# Consigne donnée A:
Dans l’extrait sur la pauvreté, remplacez « pauvreté » par « misère » dans le passage allant de « Dans l’univers multiple » jusqu’à « d’autres, des professionnels. », puis recopiez ce passage.
:: Extrait du document ::
Dans l’univers multiple des actions visant à lutter contre la pauvreté – des minima sociaux aux œuvres caritatives en passant par le travail des associations –, la place première des personnes qui la combattent dans leur quotidien est souvent oubliée. Qu’elles deviennent « cas », « bénéficiaires », « clientèle » ou « participantes aux activités », c’est leur contribution à leur propre libération qu’on oublie trop souvent de connaître et reconnaître. Et même dans le théâtre, aussi engagé soit-il, les personnes qui luttent contre la pauvreté dans leur quotidien sont assignées soit au rôle de spectatrices soit de sources dont le témoignage servira à la construction d’une pièce que joueront d’autres, des professionnels.
:::
:: Données fournies ::
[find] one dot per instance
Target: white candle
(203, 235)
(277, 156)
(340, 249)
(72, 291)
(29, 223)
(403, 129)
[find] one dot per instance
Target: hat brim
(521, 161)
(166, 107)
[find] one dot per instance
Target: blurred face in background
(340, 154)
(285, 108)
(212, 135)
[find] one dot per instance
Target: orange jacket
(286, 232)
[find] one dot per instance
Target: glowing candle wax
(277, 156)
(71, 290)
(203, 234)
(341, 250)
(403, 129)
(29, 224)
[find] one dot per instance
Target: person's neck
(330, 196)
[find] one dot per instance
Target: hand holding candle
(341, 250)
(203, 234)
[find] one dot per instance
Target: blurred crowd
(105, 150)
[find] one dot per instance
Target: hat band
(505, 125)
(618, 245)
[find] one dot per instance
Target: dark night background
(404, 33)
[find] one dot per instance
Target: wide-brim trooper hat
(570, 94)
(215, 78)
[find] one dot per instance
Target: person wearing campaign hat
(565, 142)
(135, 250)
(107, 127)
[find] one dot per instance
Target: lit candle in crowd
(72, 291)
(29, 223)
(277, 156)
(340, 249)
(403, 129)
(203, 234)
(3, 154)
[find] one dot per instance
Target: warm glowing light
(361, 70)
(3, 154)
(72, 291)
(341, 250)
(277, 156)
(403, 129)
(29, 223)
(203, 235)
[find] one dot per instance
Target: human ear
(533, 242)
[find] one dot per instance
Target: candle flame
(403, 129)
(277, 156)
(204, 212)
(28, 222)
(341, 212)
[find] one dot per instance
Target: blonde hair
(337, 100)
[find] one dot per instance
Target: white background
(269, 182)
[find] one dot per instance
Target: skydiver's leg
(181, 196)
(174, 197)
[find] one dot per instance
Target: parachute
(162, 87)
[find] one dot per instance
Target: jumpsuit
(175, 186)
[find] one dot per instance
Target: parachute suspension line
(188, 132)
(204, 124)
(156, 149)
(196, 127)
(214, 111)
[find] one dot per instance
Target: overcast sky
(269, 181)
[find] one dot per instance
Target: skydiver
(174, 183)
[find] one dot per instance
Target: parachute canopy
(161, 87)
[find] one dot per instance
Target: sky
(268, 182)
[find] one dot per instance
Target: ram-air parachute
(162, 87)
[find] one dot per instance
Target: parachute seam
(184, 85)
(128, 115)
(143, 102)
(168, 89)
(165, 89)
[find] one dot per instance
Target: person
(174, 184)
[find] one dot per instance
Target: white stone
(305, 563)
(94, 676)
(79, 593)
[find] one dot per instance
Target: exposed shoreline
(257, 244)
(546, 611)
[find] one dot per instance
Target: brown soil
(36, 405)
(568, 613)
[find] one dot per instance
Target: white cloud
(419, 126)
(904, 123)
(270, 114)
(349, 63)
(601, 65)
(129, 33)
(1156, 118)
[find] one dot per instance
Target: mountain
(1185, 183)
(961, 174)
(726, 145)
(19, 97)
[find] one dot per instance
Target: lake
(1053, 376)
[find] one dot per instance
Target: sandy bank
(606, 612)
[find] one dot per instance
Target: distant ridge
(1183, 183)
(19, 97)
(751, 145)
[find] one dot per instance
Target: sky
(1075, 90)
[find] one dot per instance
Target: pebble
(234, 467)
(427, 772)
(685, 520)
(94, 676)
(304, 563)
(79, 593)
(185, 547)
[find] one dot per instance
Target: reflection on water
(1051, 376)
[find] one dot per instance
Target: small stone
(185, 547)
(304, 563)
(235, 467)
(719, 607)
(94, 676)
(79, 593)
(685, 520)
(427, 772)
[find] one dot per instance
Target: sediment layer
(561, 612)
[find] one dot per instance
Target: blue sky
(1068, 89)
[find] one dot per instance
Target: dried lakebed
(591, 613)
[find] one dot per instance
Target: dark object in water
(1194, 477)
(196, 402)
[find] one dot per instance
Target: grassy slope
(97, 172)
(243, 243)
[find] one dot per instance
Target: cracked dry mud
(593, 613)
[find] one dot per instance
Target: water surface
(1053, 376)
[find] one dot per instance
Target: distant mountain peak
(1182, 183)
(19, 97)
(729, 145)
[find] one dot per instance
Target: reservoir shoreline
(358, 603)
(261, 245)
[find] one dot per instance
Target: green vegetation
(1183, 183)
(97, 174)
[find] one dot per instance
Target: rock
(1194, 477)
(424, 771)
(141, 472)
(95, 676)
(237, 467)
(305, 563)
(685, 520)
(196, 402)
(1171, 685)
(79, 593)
:::
# Consigne donnée B:
Sélectionnez et recopiez chaque ligne de la liste qui contient le mot « glowing », en tenant compte de la casse.

# Réponse A:
Dans l’univers multiple des actions visant à lutter contre la misère – des minima sociaux aux œuvres caritatives en passant par le travail des associations –, la place première des personnes qui la combattent dans leur quotidien est souvent oubliée. Qu’elles deviennent « cas », « bénéficiaires », « clientèle » ou « participantes aux activités », c’est leur contribution à leur propre libération qu’on oublie trop souvent de connaître et reconnaître. Et même dans le théâtre, aussi engagé soit-il, les personnes qui luttent contre la misère dans leur quotidien sont assignées soit au rôle de spectatrices soit de sources dont le témoignage servira à la construction d’une pièce que joueront d’autres, des professionnels.

# Réponse B:
Target: glowing candle wax
Target: warm glowing light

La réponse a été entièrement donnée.